#### WHAT TO WORK ON:
Rewrite all of the entries below, changing every "Show me each one" to "Point to each one" and leaving everything else as it is.
'''
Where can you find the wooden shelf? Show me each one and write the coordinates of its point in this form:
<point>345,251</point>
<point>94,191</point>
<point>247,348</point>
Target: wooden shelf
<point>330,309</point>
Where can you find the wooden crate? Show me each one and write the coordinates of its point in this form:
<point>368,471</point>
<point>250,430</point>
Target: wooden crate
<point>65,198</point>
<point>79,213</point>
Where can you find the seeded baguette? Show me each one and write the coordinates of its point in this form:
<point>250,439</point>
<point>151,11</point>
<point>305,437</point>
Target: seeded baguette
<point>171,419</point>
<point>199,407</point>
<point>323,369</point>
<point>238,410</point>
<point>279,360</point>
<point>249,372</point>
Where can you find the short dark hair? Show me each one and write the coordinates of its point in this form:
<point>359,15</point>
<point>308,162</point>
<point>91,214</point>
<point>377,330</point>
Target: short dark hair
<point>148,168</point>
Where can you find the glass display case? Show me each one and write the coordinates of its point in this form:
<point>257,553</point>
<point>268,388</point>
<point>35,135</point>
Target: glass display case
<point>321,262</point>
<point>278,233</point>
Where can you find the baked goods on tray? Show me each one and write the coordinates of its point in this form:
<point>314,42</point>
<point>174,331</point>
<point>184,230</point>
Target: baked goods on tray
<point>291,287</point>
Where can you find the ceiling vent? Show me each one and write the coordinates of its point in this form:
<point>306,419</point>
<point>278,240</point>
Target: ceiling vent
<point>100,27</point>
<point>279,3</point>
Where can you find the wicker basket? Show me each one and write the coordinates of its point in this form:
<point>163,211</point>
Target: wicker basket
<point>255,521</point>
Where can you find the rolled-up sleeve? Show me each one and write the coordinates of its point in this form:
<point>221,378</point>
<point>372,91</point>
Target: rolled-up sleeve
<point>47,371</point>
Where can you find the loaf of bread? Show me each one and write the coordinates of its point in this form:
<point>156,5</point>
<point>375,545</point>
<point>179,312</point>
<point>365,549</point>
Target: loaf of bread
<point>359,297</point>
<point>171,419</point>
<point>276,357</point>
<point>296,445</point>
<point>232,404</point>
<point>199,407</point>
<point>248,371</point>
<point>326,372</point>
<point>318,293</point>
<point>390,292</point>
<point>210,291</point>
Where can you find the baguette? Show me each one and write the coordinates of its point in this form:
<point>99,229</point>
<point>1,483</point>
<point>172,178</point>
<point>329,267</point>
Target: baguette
'''
#### SOLUTION:
Where can you find the wooden shelf? Point to each one and write the coordinates of its point in this form:
<point>345,251</point>
<point>94,191</point>
<point>247,348</point>
Target: wooden shelf
<point>330,309</point>
Where can you find the wooden crate? Point to each one and write the coordinates of its point in this form:
<point>368,471</point>
<point>250,430</point>
Target: wooden crate
<point>65,198</point>
<point>79,213</point>
Where can you find the seeded baguette? Point to each one and write the coordinates of its point in this form:
<point>250,439</point>
<point>151,11</point>
<point>305,437</point>
Target: seeded baguette
<point>171,419</point>
<point>199,407</point>
<point>323,369</point>
<point>238,410</point>
<point>279,360</point>
<point>249,372</point>
Where can you find the short dark hair? Point to each one and write the coordinates of its point in this form:
<point>359,15</point>
<point>308,162</point>
<point>91,214</point>
<point>377,330</point>
Target: short dark hair
<point>148,168</point>
Where can you find the glass display case? Point to each one and write the coordinates of its point in this form:
<point>257,553</point>
<point>268,388</point>
<point>35,135</point>
Target: glass display case
<point>321,262</point>
<point>278,233</point>
Where can you find the baked goods on tray? Point to each one and write the coordinates of its point in this form:
<point>314,42</point>
<point>174,331</point>
<point>184,230</point>
Target: baked goods on tray
<point>291,287</point>
Where can you find the ceiling vent? Point to each one and write the coordinates of its point in this form:
<point>306,419</point>
<point>278,240</point>
Target: ceiling vent
<point>100,27</point>
<point>279,3</point>
Where can you find the wicker basket? Point to each one and write the coordinates of its point in this form:
<point>163,211</point>
Target: wicker basket
<point>255,521</point>
Where can you find the rolled-up sleeve? Point to each one and write the coordinates of its point in this form:
<point>221,378</point>
<point>372,91</point>
Target: rolled-up sleeve
<point>47,371</point>
Where can you find the loaf of bread? Point to each one and write the coordinates of its point in this form:
<point>156,5</point>
<point>375,545</point>
<point>179,312</point>
<point>365,549</point>
Target: loaf of bread
<point>359,297</point>
<point>171,419</point>
<point>276,357</point>
<point>296,445</point>
<point>232,404</point>
<point>199,407</point>
<point>248,371</point>
<point>326,372</point>
<point>318,293</point>
<point>390,292</point>
<point>210,291</point>
Where can you find the baguette? Point to each one and write the coordinates of its point in this form:
<point>99,229</point>
<point>1,483</point>
<point>172,178</point>
<point>329,267</point>
Target: baguette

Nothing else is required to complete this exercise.